= STATED PROBLEM A =
Please list every problem the piece about Romy Cachola's fountain idea predicts would follow the fountain's first two weeks of working.

= EXCERPT PROVIDED =
Ay you guys, you’re so mean to Romy Cachola!
Romy Cachola has a dream! A dancing, multicolor, fountaining dream!
And all you can do is laugh. Poor Romy Cachola. Sad Romy Cachola.
Romy Cachola saw a festering problem — the Capitol reflecting pool, which only reflects the worst kind of governmental ineffectiveness — and Romy Cachola offered up a vision for an elegant solution.
OK, not elegant, but pretty.
OK, maybe not pretty, but flashy. It would be very flashy. At least for the two weeks that it actually works before one of the pumps blows out because a homeless dude poops in the pool … and then there’d be a suit against the architect, which would go on for years while the limu and muck collect in epic proportions … and the hellish committee meetings to decide whose face would be projected on the spraying water while catchy music plays on the tinny speaker system. (At the Plaza Salcedo, one of the inspirations for this idea, the faces of the local governor and Manny Paquiao alternately appear in the spraying water to the tune of “Eye of the Tiger.”)
Whether it would actually work is beside the point. It would not work. No question about that.
The point is there is a kind of reckless audacity in the suggestion, a spirit that we don’t often see in the Legislature. OK, we do, but not this reckless and audacious.

(Rows from a box labeling dataset)

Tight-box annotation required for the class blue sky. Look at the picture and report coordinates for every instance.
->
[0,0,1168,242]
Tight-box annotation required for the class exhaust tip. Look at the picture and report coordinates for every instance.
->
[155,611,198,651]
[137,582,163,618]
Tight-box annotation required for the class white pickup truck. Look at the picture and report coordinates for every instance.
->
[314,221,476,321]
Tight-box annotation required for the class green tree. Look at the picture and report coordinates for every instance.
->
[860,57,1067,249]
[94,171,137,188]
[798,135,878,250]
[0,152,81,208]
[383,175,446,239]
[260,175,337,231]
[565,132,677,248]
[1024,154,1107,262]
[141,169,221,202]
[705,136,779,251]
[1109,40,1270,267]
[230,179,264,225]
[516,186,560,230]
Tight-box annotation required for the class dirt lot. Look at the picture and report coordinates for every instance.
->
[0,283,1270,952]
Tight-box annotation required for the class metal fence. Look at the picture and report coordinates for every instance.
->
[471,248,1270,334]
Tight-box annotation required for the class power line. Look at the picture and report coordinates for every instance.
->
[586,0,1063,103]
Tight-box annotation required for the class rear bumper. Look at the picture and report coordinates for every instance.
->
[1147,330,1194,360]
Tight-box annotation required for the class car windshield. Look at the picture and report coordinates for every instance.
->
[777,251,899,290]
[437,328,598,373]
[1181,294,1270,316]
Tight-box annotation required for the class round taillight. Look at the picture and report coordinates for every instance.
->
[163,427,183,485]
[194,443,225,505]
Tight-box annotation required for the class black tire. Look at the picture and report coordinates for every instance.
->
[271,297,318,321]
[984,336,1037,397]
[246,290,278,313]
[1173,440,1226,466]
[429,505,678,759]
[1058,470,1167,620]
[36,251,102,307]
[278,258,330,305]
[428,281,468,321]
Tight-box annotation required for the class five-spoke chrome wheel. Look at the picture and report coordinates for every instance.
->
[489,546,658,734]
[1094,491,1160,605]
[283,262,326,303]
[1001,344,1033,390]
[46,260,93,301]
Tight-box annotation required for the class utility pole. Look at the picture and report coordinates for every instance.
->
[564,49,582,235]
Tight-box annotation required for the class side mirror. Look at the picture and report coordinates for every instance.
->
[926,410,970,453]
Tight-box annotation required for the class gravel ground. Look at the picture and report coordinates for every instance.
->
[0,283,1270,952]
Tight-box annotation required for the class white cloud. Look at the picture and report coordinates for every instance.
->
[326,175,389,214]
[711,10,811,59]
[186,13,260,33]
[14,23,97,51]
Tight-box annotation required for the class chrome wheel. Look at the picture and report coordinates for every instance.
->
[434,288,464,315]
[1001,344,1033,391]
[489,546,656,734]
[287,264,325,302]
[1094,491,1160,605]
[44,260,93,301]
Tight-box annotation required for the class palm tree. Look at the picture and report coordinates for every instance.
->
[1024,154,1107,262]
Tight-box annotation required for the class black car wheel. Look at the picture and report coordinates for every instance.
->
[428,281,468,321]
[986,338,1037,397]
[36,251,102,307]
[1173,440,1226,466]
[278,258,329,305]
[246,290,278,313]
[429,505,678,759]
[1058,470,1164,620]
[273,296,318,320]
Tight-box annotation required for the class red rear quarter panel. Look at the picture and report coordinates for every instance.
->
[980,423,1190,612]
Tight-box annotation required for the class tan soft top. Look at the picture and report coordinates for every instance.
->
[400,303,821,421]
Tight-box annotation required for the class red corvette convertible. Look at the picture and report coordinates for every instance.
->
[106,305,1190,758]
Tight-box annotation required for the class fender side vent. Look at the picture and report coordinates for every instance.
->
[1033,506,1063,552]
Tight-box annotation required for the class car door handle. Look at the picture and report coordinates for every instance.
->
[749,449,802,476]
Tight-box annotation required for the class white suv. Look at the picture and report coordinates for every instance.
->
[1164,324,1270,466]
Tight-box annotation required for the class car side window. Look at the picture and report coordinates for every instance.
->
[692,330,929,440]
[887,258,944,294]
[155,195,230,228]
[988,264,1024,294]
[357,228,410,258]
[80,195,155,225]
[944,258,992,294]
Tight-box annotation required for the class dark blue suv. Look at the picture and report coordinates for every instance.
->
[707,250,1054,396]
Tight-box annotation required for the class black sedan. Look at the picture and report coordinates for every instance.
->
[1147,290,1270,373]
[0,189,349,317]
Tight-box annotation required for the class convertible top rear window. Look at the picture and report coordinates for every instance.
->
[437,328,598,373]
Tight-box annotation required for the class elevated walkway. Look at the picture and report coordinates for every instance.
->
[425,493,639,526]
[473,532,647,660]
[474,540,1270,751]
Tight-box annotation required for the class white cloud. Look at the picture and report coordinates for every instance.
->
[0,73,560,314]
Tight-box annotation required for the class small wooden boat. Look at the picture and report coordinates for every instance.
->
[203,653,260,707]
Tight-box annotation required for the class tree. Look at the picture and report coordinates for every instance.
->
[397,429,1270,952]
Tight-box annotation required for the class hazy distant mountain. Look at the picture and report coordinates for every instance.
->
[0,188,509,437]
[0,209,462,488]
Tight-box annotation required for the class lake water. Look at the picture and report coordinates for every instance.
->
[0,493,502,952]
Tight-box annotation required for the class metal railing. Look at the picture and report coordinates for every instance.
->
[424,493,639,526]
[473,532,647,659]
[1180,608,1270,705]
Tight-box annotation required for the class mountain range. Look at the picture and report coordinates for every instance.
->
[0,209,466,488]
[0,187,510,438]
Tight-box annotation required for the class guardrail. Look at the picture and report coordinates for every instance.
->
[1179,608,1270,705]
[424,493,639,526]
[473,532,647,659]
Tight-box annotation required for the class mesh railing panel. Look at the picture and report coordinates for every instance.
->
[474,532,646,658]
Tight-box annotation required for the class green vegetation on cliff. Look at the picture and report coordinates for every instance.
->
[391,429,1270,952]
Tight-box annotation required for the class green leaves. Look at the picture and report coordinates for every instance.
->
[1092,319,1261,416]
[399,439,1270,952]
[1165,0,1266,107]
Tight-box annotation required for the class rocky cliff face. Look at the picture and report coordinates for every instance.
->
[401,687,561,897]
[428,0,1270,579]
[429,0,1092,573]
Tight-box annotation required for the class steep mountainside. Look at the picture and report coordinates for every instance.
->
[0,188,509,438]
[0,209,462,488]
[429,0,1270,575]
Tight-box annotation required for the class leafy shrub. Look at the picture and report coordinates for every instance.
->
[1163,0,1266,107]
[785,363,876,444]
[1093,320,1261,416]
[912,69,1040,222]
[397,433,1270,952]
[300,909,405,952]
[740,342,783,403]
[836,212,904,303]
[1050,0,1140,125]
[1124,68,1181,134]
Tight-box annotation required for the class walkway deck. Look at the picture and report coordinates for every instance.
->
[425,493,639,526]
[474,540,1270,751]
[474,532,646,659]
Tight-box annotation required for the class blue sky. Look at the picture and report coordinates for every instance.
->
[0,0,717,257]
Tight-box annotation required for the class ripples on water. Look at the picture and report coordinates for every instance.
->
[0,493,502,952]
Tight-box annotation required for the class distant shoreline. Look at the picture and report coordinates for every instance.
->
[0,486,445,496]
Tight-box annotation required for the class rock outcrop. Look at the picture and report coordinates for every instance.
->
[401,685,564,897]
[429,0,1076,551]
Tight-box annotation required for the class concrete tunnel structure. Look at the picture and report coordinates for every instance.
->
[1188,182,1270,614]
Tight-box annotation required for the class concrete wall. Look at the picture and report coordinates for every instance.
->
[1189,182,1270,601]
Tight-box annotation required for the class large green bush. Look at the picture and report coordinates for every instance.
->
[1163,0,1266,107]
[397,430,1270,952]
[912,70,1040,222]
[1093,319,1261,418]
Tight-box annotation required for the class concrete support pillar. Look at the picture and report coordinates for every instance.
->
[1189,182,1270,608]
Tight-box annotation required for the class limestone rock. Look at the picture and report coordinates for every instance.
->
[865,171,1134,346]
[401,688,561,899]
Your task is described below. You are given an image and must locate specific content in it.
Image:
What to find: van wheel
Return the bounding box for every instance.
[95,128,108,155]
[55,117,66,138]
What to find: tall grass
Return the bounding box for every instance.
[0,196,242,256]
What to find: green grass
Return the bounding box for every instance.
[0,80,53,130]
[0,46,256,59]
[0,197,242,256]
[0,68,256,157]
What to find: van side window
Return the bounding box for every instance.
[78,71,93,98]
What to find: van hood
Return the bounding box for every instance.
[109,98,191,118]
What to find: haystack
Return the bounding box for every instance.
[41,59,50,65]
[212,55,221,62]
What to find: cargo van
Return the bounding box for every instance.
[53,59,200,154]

= STATED PROBLEM B =
Recast the lines of the listing as a JSON list of strings, one string per line and no blank lines, starting at the line that contains "Tight-box annotation required for the class side" and ending at the line that contains "[400,303,821,421]".

= EXPECTED ANSWER A =
- One of the pumps blows out because a homeless man poops in the pool.
- A suit is filed against the architect and drags on for years.
- Limu and muck collect in epic proportions.
- Hellish committee meetings are held to decide whose face gets projected on the spraying water while catchy music plays on the tinny speaker system.

= EXPECTED ANSWER B =
[
  "Tight-box annotation required for the class side mirror. Look at the picture and report coordinates for every instance.",
  "->",
  "[926,410,970,453]",
  "Tight-box annotation required for the class gravel ground. Look at the picture and report coordinates for every instance.",
  "->",
  "[0,283,1270,952]",
  "Tight-box annotation required for the class white cloud. Look at the picture and report coordinates for every instance.",
  "->",
  "[326,175,389,214]",
  "[711,10,811,59]",
  "[186,13,260,33]",
  "[14,23,97,51]",
  "Tight-box annotation required for the class chrome wheel. Look at the picture and report coordinates for every instance.",
  "->",
  "[434,288,464,315]",
  "[1001,344,1033,391]",
  "[489,546,656,734]",
  "[287,264,325,302]",
  "[1094,491,1160,605]",
  "[44,260,93,301]",
  "Tight-box annotation required for the class palm tree. Look at the picture and report coordinates for every instance.",
  "->",
  "[1024,154,1107,262]",
  "Tight-box annotation required for the class black car wheel. Look at the picture and report coordinates for every instance.",
  "->",
  "[428,281,468,321]",
  "[986,338,1037,397]",
  "[36,251,102,307]",
  "[1173,440,1226,466]",
  "[278,258,329,305]",
  "[246,290,278,313]",
  "[429,505,678,759]",
  "[1058,470,1164,620]",
  "[273,296,318,320]",
  "Tight-box annotation required for the class red rear quarter panel. Look at the picture and report coordinates for every instance.",
  "->",
  "[980,423,1190,612]",
  "Tight-box annotation required for the class tan soft top. Look at the picture and report coordinates for every instance.",
  "->",
  "[400,303,821,421]"
]